Start of SOURCE MATERIAL
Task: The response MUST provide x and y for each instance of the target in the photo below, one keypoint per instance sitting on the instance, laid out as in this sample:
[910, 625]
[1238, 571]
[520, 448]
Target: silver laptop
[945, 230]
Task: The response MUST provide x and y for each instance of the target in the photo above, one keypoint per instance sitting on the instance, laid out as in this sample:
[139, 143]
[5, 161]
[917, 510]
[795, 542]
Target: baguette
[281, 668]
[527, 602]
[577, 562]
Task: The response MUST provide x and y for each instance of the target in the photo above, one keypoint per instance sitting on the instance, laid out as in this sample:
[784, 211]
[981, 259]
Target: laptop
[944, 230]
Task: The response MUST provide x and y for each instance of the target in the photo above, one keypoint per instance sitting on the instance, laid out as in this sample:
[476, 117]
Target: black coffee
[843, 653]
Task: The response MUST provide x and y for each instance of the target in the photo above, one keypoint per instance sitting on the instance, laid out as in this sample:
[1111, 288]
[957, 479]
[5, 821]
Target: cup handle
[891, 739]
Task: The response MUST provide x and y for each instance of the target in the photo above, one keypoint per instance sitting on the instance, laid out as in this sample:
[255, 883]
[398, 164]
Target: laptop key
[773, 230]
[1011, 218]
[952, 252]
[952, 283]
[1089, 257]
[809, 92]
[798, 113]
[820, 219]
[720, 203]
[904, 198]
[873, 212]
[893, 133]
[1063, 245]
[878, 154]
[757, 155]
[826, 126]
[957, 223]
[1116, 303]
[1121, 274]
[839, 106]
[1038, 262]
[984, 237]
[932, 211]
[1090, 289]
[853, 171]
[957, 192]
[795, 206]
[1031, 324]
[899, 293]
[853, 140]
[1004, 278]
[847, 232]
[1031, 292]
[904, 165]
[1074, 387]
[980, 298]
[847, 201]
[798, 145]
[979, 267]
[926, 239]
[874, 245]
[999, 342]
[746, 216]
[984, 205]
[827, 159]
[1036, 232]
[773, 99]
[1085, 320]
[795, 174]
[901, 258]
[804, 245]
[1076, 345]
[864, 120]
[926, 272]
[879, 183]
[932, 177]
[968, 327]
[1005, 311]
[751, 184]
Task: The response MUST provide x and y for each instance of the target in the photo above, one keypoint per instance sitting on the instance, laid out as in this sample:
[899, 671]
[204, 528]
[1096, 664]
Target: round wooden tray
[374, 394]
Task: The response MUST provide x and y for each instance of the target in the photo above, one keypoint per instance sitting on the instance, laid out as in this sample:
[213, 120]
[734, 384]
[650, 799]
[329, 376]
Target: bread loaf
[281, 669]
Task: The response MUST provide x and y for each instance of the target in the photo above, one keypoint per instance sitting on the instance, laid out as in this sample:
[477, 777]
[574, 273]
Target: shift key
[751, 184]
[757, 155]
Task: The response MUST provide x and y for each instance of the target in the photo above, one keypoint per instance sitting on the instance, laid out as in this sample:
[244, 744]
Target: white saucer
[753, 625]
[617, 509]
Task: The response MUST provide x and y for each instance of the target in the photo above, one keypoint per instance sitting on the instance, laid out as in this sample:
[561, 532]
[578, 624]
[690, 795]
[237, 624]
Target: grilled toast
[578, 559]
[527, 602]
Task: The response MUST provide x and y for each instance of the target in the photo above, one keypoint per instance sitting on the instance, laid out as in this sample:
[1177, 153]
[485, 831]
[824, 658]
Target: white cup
End of SOURCE MATERIAL
◆ **HOW TO COMPLETE THIS TASK**
Your task is to return all of the material exactly.

◆ **WRITTEN ANSWER**
Task: The response MUST provide x and y for each instance of the target in the photo below, one keypoint per instance sitting on the instance, laid out as in this sample:
[910, 625]
[1238, 571]
[520, 448]
Target: silver laptop
[945, 230]
Task: The response MUST provide x and y for each instance of the target in the photo above, one keypoint per instance sitting on the instance, laid out as in this sample:
[139, 143]
[5, 161]
[917, 510]
[795, 542]
Target: baguette
[281, 668]
[527, 602]
[577, 562]
Task: The response MUST provide x and y for each instance of the target in the photo above, one keypoint per instance sitting on the instance, laid out as in this sample:
[784, 211]
[981, 259]
Target: laptop
[944, 230]
Task: The response MUST provide x and y for each instance of the target in the photo above, one keypoint per instance sitting on the instance, laid out as in this sample:
[476, 117]
Target: black coffee
[843, 653]
Task: The response MUST provide x and y for each instance of the target in the photo above, one keypoint per instance sitting on the instance, laid out as in this sample:
[1111, 288]
[957, 479]
[5, 821]
Target: cup handle
[891, 739]
Task: The response MUST provide x and y for each instance of the target in the photo above, one keypoint per instance sitting on the instance, laid out as in this sample:
[255, 883]
[398, 164]
Target: laptop key
[773, 230]
[1011, 218]
[952, 252]
[952, 283]
[1089, 257]
[809, 92]
[798, 113]
[820, 219]
[720, 203]
[904, 198]
[873, 212]
[893, 133]
[1063, 245]
[878, 154]
[757, 155]
[826, 126]
[957, 223]
[1116, 303]
[1121, 274]
[839, 106]
[1038, 262]
[984, 237]
[932, 211]
[1090, 289]
[853, 171]
[957, 192]
[795, 206]
[1031, 324]
[899, 293]
[853, 140]
[1004, 278]
[847, 232]
[1031, 292]
[904, 165]
[1074, 387]
[980, 298]
[847, 201]
[798, 145]
[979, 267]
[926, 239]
[874, 245]
[999, 342]
[746, 216]
[984, 205]
[827, 159]
[1036, 232]
[773, 99]
[1085, 320]
[795, 174]
[901, 258]
[804, 245]
[1076, 345]
[864, 120]
[926, 272]
[879, 183]
[932, 177]
[968, 327]
[1005, 311]
[751, 184]
Task: The response MUST provide x and y for each instance of the target in the photo above, one keypoint per instance sitting on the instance, laid out as in this sample:
[899, 671]
[204, 528]
[1096, 664]
Target: round wooden tray
[374, 394]
Task: The response MUST provide x and y for each instance of the target in the photo above, one keypoint per instance sitting on the instance, laid out as in this sample:
[213, 120]
[734, 384]
[650, 799]
[329, 376]
Target: bread loaf
[281, 669]
Task: The response MUST provide x and y for each instance of the target in the photo above, one keypoint per instance sitting on the instance, laid out as in this sample:
[477, 777]
[574, 273]
Target: shift key
[751, 184]
[757, 155]
Task: The response MUST provide x and y for each instance of the target in the photo above, one keypoint per instance sitting on the instance, laid out as in this sample:
[244, 744]
Target: white saucer
[753, 625]
[617, 509]
Task: The response MUST provide x and y for each instance of the target in the photo above, one keypoint per instance sitting on the instance, laid out as in this sample:
[561, 532]
[578, 624]
[690, 795]
[237, 624]
Target: grilled toast
[578, 559]
[527, 602]
Task: The response MUST provide x and y for each instance of the target in the photo above, one keypoint per instance sitting on the instance, laid out as in this sample:
[1177, 153]
[485, 831]
[824, 658]
Target: white cup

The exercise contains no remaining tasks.